### Prompt
Please repeat the items word for word, from the line containing "what_to_find = every instance of striped top" through the line containing "[64,45,124,216]", including both of those lines.

### Image entries for named regions
····················

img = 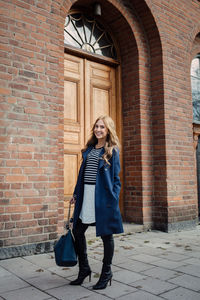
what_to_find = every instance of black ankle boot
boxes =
[70,261,92,285]
[93,264,113,290]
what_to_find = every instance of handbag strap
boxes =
[66,202,74,230]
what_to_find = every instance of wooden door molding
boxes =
[64,54,123,214]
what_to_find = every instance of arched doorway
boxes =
[64,11,123,215]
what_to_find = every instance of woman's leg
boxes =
[93,234,114,290]
[70,219,91,285]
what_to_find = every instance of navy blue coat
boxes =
[73,147,123,236]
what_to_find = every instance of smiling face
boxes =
[94,120,108,141]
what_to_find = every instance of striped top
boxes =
[84,148,102,184]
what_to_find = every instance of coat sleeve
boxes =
[113,150,121,199]
[73,158,83,198]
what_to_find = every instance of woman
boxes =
[70,116,123,290]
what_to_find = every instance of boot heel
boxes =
[89,272,92,282]
[110,277,112,286]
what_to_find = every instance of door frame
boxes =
[64,45,124,216]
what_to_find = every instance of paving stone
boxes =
[47,266,78,278]
[0,257,41,278]
[27,271,69,291]
[156,252,189,261]
[79,292,110,300]
[0,267,10,280]
[160,287,200,300]
[113,270,146,284]
[168,274,200,290]
[142,267,182,280]
[151,258,185,270]
[117,291,163,300]
[176,265,200,277]
[90,280,136,299]
[184,257,200,266]
[46,285,92,300]
[0,287,50,300]
[131,277,176,295]
[134,254,160,263]
[24,253,56,269]
[0,274,29,296]
[118,259,152,272]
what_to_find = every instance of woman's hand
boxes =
[69,196,76,204]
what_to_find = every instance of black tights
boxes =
[73,219,114,265]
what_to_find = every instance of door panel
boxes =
[64,54,122,217]
[64,54,84,215]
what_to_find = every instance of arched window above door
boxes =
[64,13,117,59]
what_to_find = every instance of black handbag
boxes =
[54,204,77,267]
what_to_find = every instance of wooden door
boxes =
[64,54,123,216]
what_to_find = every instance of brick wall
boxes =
[0,0,200,258]
[0,1,63,255]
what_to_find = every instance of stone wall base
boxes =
[154,219,198,232]
[0,241,55,260]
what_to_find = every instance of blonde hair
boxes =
[81,116,120,165]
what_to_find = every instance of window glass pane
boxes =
[191,55,200,124]
[64,13,117,59]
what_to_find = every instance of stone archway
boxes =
[61,0,164,226]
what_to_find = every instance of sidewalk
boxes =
[0,225,200,300]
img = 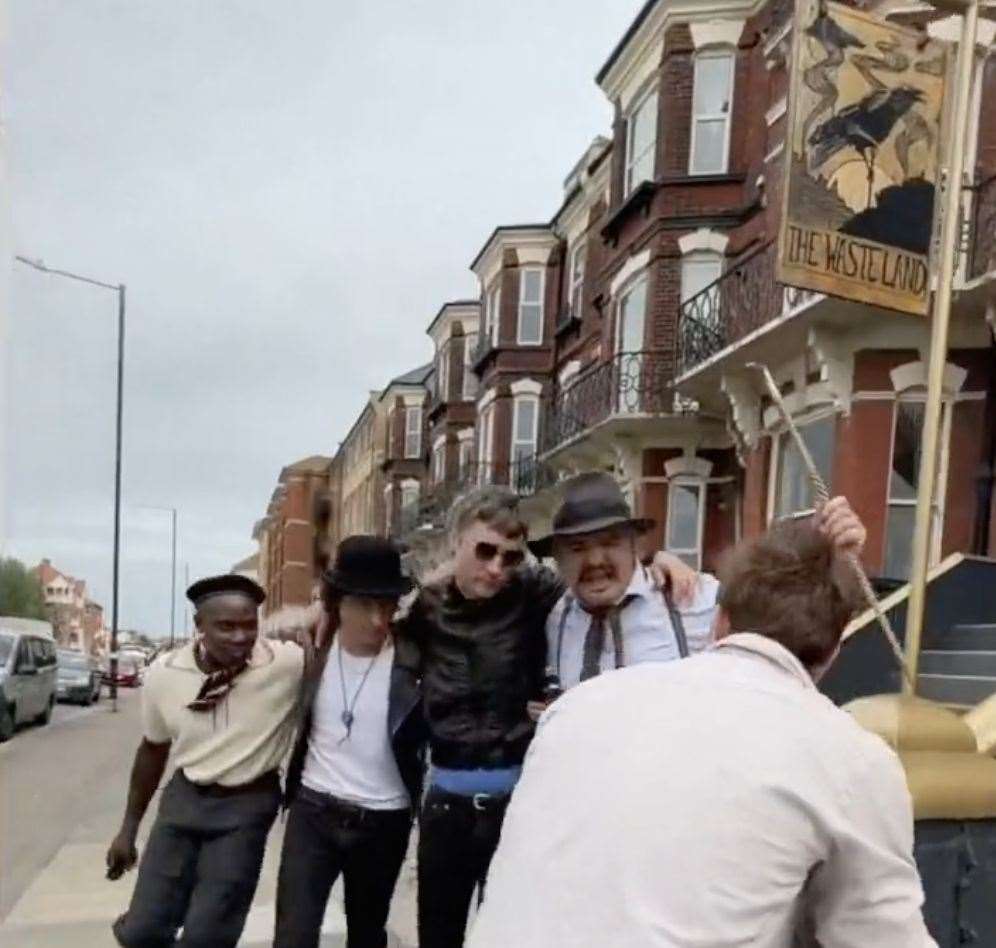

····················

### Exercise response
what_to_find = every instance of striped top
boxes =
[84,148,102,184]
what_to_find = every instance of coat sleeve
boxes =
[113,150,121,199]
[73,158,83,198]
what_to_find = every instance of woman
boxes =
[70,116,123,290]
what_to_find = every instance of boot heel
boxes =
[89,272,92,282]
[110,277,112,286]
what_to_find = every instance of door frame
boxes =
[64,45,124,216]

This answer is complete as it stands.